▶ _Data entries_
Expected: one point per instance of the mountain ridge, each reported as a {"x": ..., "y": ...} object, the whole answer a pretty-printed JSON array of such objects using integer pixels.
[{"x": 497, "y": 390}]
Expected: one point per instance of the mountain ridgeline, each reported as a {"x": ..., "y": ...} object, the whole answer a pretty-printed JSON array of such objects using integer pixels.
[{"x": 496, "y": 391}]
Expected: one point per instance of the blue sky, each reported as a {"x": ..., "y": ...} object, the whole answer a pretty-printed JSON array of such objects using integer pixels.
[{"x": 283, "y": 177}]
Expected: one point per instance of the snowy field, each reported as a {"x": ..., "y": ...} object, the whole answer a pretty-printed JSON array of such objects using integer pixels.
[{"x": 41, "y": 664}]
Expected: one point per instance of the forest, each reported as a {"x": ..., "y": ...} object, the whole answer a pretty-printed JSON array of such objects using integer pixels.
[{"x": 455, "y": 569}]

▶ _What is needed_
Transcribe each entry exactly.

▶ _Full solution_
Expected: one point per instance of the mountain ridge, each reported as a {"x": ..., "y": ...} object, the whole answer a pretty-printed JSON array of such objects using integer pixels.
[{"x": 497, "y": 390}]
Expected: one point per instance of the mountain ridgeline, each reported as a {"x": ..., "y": ...} object, the whole answer a pretty-printed JSON array of such objects using integer pixels.
[{"x": 496, "y": 391}]
Expected: one point per instance of the blue sky, each reported as a {"x": ..., "y": ...} object, the whole answer a pretty-printed JSON array of such objects using integer pixels.
[{"x": 283, "y": 177}]
Expected: one point per instance of the snowy field, each reported as a {"x": ..., "y": ...} object, the whole answer a pretty-printed JSON array of such objects using integer pixels.
[{"x": 41, "y": 664}]
Expected: one point per instance of the forest, each reported as a {"x": ..., "y": ...} object, the whole answer a pretty-printed JSON array of such objects using integer pixels.
[{"x": 455, "y": 569}]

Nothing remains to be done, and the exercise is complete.